__TASK TO COMPLETE__.
Transcribe the data below in full, exactly.

====== THE RECORDS

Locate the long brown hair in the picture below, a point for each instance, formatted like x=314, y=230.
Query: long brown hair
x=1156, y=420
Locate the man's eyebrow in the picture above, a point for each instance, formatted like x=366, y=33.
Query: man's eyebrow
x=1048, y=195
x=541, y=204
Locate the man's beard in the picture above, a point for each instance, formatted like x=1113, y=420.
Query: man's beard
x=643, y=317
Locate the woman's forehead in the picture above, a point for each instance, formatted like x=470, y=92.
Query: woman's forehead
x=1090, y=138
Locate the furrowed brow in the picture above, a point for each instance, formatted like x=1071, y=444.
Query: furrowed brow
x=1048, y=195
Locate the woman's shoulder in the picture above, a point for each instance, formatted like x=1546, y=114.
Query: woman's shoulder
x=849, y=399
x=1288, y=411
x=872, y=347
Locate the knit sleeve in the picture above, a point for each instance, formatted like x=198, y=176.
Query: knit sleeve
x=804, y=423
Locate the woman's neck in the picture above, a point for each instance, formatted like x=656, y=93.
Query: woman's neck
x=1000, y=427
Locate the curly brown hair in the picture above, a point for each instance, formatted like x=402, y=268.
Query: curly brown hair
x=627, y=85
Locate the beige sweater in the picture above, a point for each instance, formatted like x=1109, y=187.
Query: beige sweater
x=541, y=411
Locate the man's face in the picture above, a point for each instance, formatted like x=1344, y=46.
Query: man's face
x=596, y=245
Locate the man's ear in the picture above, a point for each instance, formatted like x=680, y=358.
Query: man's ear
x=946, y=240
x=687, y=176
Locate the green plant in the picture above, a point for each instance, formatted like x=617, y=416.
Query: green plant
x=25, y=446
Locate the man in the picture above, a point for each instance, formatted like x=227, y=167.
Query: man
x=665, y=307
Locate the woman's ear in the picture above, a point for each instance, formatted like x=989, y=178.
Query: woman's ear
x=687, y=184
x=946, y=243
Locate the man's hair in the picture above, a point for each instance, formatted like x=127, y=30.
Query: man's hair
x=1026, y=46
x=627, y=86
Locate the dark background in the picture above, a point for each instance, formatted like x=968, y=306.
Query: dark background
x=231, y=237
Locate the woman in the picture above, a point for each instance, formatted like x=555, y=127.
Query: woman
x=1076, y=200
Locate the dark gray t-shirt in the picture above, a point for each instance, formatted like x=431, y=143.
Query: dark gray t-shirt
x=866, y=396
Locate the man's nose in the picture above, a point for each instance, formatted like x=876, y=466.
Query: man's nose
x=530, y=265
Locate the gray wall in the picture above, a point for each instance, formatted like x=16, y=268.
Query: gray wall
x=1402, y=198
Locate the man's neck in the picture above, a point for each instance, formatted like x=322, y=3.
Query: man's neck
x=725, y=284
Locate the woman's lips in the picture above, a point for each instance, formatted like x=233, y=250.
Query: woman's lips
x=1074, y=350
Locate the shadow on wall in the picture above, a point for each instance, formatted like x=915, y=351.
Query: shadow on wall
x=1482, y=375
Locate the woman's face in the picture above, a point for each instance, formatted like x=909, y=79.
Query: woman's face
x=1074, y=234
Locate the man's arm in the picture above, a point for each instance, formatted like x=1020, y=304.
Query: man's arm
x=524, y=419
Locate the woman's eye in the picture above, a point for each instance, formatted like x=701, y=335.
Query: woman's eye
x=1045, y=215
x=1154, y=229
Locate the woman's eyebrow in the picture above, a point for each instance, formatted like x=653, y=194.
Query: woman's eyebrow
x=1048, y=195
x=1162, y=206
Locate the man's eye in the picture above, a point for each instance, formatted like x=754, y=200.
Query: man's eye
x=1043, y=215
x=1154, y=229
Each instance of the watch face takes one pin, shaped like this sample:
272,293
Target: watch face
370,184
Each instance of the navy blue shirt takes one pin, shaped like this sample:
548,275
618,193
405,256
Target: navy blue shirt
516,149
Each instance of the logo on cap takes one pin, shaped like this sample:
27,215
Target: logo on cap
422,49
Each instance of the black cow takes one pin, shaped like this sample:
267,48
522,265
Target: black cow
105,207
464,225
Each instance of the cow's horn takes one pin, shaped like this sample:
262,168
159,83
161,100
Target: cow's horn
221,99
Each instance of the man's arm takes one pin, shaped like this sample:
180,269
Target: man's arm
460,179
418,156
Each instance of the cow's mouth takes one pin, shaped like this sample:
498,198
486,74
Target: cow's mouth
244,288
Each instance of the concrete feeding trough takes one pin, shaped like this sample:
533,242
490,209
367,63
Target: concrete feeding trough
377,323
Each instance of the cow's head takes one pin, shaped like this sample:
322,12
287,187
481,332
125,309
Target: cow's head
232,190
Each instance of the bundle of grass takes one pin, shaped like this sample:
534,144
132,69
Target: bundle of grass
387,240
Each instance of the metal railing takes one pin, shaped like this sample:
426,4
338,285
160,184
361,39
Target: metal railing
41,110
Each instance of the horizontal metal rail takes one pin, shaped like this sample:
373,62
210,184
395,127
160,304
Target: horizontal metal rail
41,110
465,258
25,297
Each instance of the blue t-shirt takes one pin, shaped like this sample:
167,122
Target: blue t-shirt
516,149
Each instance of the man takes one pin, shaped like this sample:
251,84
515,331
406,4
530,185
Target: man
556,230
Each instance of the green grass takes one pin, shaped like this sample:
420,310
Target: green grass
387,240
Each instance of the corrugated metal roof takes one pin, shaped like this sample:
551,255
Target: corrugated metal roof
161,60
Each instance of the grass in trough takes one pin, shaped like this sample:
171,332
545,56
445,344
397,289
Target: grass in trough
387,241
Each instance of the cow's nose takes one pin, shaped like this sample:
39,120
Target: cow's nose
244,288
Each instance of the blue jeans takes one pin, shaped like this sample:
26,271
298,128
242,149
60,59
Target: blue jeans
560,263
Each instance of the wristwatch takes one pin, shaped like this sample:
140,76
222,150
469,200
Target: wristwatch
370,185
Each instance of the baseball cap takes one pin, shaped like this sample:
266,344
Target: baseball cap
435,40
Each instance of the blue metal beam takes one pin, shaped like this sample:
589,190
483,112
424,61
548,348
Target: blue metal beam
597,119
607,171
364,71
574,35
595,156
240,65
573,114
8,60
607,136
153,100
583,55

============

__ANSWER TO THIS EXERCISE__.
Locate the long brown hair in the picture below, a point for each instance, formatted like x=314, y=230.
Query: long brown hair
x=1156, y=420
Locate the man's eyebrow in the picture above, a point for each instance, formatted like x=366, y=33.
Query: man's eyebrow
x=1048, y=195
x=541, y=204
Locate the man's beard in the picture above, a point for each instance, formatted like x=1113, y=420.
Query: man's beard
x=643, y=317
Locate the woman's forehead in the picture above, a point for each instance, formatted like x=470, y=92.
Query: woman's forehead
x=1090, y=138
Locate the furrowed brow in the picture above, a point for each instance, formatted like x=1071, y=444.
Query: furrowed brow
x=1048, y=195
Locate the woman's shoulder in the picture above, a point for each instance, formatted like x=1546, y=114.
Query: woman's shoulder
x=849, y=399
x=1288, y=411
x=872, y=347
Locate the knit sleeve in the picture above, a point for each instance, formatted like x=198, y=176.
Query: knit sleeve
x=804, y=423
Locate the woman's neck in the picture above, a point for each instance, formatted like x=656, y=93.
Query: woman's neck
x=1000, y=427
Locate the curly brown hair in the picture above, a point for each instance, formatted like x=402, y=268.
Query: curly brown hair
x=627, y=85
Locate the beige sweater in the picture above, a point for each instance, formatted like x=1109, y=187.
Query: beige sweater
x=541, y=411
Locate the man's face in the picture above, a point for each instance, formatted like x=1344, y=46.
Query: man's face
x=596, y=245
Locate the man's ear in the picture above, a point for each instance, formatted like x=680, y=358.
Query: man's ear
x=946, y=240
x=687, y=176
Locate the green plant in the picture above, a point for each instance, formatted like x=617, y=416.
Query: green plant
x=25, y=446
Locate the man in the picture above, a point for each instance, formatted like x=227, y=167.
Query: man
x=665, y=307
Locate the woman's ear in the picture above, a point for each instance, formatted like x=989, y=178.
Query: woman's ear
x=687, y=184
x=946, y=243
Locate the man's hair in the picture above, a point for each instance, formatted like x=127, y=30.
Query: man's hair
x=1026, y=46
x=627, y=86
Locate the dark background in the picture above, a point for each instance, formatted like x=968, y=306.
Query: dark background
x=231, y=237
Locate the woman in the picture above, a point for each instance, formatted like x=555, y=127.
Query: woman
x=1076, y=200
Locate the dark gray t-shirt in the picture above, a point for each instance, formatted like x=431, y=143.
Query: dark gray t-shirt
x=866, y=396
Locate the man's nose in the picture above, a point for each instance, formatted like x=876, y=466.
Query: man's nose
x=530, y=265
Locate the gray wall in the picture above, a point for each instance, formatted like x=16, y=268.
Query: gray wall
x=1402, y=198
Locate the man's neck in the picture above, a point for each instance, formatted like x=322, y=3.
Query: man's neck
x=725, y=284
Locate the woman's lips in the picture above, a point for each instance, formatted like x=233, y=250.
Query: woman's lips
x=1074, y=350
Locate the shadow on wall in the picture above, a point for each instance, formatted like x=915, y=351.
Query: shadow on wall
x=1482, y=375
Locate the woman's face in the picture above, a point for each instance, formatted like x=909, y=79.
Query: woman's face
x=1074, y=234
Locate the man's arm in the picture above, a point for each instance, formatted like x=1020, y=304.
Query: man's arm
x=524, y=419
Locate the woman's eye in the picture above, a point for each instance, formatted like x=701, y=335.
Query: woman's eye
x=1045, y=215
x=1154, y=229
Locate the woman's eyebrow in the picture above, a point for each instance, formatted like x=653, y=194.
Query: woman's eyebrow
x=1048, y=195
x=1162, y=206
Locate the man's eye in the picture above, a point for each instance, formatted like x=754, y=200.
Query: man's eye
x=1043, y=215
x=1154, y=229
Each instance of the watch face takes one pin, shaped like this sample:
272,293
Target: watch face
370,184
Each instance of the navy blue shirt takes one pin, shaped like this sample:
548,275
618,193
405,256
Target: navy blue shirt
516,149
Each instance of the logo on cap takes one pin, shaped like this sample:
27,215
Target: logo on cap
422,49
Each instance of the black cow takes one pin, shaped like this sample:
267,48
522,265
Target: black cow
105,207
464,225
Each instance of the cow's horn takes one pin, shaped like this sample:
262,168
159,83
161,100
Target: cow's horn
221,99
Each instance of the man's arm takes one pin, shaped like this sample:
180,269
Target: man's arm
460,179
418,156
Each instance of the cow's mouth takes one pin, shaped like this sample:
498,198
486,74
Target: cow's mouth
244,288
Each instance of the concrete feeding trough takes one pin, shaped like this sample:
533,242
490,209
367,63
Target: concrete feeding trough
377,323
Each instance of the cow's head takes one pin, shaped like this sample:
322,12
287,187
481,332
125,309
Target: cow's head
232,190
Each instance of the bundle of grass takes one pin, shaped like this sample:
534,144
132,69
Target: bundle of grass
387,240
Each instance of the metal railing takes one pin, shaped like this sample:
426,4
338,285
160,184
361,39
Target: metal railing
41,110
Each instance of the horizontal metal rail takes one pin, shaped like this sample:
373,62
210,184
395,127
160,304
Target: horizontal metal rail
41,110
465,258
25,297
Each instance of the blue t-shirt takes one pin, shaped like this sample:
167,122
Target: blue t-shirt
516,149
Each instance of the man takes one pin, shaped like this sample:
251,84
515,331
406,4
530,185
Target: man
556,230
Each instance of the green grass takes one pin, shaped like this sample:
420,310
Target: green grass
387,240
Each instance of the corrugated metal roof takes one pin, shaped like this sample:
551,255
Target: corrugated metal roof
161,60
Each instance of the grass in trough takes one pin, shaped like this sample:
171,332
545,56
445,344
397,289
Target: grass in trough
387,241
Each instance of the cow's nose takes one pin, shaped like this sample:
39,120
Target: cow's nose
244,288
Each instance of the blue jeans takes one pin, shaped like this sample:
26,271
298,128
242,149
60,59
Target: blue jeans
560,263
Each instance of the wristwatch takes one pin, shaped like this sample:
140,76
222,150
469,200
Target: wristwatch
370,185
Each instance of the baseball cap takes one pin, shaped like this sample:
266,344
Target: baseball cap
435,40
Each instance of the blue metal beam takes one pin, shaped like this sample:
589,190
483,112
424,61
548,348
Target: blue metal beam
597,119
607,171
364,71
574,35
595,156
240,65
573,114
8,60
607,136
153,100
583,55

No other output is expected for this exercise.